Present the records, from their first line through the line containing "point(879, 816)" (both included), as a Markdown table with two columns: No. for the row number and Line for the line itself. Leave out blank lines.

** Begin Data listing **

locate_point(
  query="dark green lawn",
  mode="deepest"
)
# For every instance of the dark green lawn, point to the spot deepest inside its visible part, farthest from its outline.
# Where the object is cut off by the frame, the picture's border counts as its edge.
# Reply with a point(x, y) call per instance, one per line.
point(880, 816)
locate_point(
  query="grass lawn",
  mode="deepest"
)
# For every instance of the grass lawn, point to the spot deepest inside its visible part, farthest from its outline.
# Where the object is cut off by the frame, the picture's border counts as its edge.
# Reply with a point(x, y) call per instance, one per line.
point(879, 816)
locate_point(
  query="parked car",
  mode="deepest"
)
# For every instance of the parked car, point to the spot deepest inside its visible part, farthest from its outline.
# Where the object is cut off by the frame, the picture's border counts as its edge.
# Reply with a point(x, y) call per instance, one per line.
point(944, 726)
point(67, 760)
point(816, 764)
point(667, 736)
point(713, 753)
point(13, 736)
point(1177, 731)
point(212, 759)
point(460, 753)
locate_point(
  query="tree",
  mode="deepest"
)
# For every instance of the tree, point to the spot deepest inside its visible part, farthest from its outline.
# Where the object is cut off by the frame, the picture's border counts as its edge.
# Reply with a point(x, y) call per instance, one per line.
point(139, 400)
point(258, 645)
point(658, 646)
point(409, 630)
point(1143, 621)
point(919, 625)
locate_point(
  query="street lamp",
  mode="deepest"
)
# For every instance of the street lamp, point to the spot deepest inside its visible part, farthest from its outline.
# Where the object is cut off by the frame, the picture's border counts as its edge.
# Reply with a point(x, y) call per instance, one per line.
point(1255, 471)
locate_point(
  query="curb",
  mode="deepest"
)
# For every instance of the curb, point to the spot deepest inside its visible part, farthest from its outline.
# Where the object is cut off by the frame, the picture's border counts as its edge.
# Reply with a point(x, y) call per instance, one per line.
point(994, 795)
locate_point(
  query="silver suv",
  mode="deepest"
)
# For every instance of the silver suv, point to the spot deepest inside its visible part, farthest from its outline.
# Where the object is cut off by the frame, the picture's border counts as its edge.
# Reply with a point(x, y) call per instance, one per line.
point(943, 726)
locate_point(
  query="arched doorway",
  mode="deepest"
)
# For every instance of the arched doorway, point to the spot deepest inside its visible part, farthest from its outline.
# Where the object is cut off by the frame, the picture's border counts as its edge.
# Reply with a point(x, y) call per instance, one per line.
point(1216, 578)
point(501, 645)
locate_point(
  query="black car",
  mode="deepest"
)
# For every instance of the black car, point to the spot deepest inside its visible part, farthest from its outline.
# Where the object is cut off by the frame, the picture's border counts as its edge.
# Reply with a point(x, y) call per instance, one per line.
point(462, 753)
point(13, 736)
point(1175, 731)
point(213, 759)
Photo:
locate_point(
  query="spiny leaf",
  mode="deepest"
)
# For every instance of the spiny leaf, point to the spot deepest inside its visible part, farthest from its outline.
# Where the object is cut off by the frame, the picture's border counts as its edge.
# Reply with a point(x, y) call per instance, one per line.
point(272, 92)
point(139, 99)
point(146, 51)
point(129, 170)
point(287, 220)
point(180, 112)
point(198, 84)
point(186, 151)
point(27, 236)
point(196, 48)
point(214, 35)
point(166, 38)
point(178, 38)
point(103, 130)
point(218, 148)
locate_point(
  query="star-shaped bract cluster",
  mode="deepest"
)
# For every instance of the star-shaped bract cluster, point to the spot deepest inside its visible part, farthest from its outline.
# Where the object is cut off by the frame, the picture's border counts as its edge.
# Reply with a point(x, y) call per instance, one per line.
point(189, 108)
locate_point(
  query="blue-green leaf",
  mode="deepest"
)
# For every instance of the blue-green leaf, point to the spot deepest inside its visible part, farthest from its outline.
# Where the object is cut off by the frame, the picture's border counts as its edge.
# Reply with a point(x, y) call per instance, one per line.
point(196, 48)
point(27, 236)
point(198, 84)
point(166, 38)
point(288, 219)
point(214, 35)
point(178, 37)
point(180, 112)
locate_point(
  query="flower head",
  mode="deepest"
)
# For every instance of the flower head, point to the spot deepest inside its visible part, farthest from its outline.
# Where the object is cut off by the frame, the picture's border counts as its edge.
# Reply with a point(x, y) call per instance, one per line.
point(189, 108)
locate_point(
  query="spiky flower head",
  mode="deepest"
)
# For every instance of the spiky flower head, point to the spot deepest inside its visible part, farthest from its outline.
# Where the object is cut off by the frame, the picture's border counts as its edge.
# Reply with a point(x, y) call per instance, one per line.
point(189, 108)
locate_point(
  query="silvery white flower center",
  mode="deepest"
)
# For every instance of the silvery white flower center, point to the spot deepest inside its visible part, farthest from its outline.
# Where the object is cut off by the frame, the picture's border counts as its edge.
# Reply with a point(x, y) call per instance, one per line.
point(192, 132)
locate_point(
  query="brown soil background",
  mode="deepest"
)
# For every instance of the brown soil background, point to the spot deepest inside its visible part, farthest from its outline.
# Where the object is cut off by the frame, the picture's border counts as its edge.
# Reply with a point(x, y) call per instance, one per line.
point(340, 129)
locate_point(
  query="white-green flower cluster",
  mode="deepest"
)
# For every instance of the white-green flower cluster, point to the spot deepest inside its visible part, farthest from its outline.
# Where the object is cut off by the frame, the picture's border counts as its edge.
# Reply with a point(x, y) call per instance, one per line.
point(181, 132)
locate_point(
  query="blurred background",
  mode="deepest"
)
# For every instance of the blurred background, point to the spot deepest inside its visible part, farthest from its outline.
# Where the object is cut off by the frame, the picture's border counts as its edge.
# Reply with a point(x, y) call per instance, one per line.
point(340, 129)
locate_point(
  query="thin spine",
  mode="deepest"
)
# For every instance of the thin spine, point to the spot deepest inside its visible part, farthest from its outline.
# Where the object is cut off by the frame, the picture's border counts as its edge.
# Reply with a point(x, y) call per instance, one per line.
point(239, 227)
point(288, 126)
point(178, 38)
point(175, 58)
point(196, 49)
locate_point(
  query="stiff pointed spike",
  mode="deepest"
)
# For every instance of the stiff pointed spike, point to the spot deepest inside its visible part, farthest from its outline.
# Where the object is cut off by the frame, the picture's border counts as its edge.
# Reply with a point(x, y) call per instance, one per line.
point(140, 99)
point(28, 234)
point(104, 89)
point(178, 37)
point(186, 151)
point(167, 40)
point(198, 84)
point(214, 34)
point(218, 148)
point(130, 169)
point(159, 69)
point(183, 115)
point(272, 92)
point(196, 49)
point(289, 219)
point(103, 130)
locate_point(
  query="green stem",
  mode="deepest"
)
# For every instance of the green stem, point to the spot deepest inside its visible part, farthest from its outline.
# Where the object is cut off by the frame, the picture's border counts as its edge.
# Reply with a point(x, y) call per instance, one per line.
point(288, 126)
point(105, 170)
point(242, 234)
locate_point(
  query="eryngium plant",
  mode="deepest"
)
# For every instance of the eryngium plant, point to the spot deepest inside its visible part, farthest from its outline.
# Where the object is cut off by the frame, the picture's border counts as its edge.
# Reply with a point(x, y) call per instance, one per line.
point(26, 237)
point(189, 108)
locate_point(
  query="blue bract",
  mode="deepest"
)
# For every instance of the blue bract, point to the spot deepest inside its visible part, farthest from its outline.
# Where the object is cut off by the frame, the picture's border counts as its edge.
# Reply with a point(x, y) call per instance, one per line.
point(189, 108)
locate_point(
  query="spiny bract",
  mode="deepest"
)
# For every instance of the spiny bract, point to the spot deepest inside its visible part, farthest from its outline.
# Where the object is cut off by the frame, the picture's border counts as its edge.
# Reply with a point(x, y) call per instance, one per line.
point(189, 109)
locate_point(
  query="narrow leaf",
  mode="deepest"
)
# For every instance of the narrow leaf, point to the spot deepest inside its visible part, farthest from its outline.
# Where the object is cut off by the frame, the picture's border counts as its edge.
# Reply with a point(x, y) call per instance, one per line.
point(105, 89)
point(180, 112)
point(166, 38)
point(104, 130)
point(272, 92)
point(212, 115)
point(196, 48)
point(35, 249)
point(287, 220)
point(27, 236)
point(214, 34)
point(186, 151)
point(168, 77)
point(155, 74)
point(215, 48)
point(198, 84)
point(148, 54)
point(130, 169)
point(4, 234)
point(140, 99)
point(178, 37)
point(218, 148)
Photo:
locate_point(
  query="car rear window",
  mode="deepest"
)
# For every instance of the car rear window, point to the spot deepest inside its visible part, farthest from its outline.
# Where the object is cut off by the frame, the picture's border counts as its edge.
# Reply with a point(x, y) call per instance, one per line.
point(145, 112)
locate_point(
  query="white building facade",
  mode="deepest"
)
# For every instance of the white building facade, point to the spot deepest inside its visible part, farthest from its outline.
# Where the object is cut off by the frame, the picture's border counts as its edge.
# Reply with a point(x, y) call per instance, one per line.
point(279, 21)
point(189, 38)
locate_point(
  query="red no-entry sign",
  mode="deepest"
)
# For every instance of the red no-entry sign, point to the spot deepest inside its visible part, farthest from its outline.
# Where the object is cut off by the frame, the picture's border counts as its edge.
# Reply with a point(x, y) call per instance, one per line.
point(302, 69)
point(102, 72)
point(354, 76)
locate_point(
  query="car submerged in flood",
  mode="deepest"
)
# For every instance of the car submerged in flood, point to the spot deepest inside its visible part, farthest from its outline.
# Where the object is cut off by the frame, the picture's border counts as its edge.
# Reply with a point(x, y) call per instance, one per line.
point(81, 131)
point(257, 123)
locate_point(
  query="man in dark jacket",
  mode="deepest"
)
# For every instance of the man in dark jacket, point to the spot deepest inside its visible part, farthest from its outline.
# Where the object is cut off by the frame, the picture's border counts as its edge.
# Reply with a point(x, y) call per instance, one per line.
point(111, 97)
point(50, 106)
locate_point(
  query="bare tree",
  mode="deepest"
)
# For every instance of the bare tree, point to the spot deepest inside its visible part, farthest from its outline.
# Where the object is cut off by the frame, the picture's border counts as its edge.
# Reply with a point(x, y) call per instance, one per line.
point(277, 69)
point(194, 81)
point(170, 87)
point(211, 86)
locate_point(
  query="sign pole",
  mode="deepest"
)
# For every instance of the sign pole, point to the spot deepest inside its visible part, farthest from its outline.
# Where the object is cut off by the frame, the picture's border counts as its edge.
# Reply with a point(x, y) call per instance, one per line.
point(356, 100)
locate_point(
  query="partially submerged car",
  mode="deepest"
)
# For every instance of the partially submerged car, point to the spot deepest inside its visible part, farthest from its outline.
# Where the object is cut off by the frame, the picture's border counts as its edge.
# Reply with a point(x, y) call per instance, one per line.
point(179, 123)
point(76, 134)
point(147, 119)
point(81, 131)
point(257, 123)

** End Data listing **

## Answer to this problem
| No. | Line |
|---|---|
| 1 | locate_point( |
| 2 |   query="dark green lawn", |
| 3 |   mode="deepest" |
| 4 | ) |
| 5 | # For every instance of the dark green lawn, point to the spot deepest inside its visible part, farthest from its outline. |
| 6 | # Where the object is cut off by the frame, the picture's border counts as its edge. |
| 7 | # Reply with a point(x, y) call per instance, one per line. |
| 8 | point(880, 816) |
| 9 | locate_point( |
| 10 |   query="grass lawn", |
| 11 |   mode="deepest" |
| 12 | ) |
| 13 | # For every instance of the grass lawn, point to the spot deepest inside its visible part, farthest from its outline. |
| 14 | # Where the object is cut off by the frame, the picture's border counts as its edge. |
| 15 | # Reply with a point(x, y) call per instance, one per line. |
| 16 | point(879, 816) |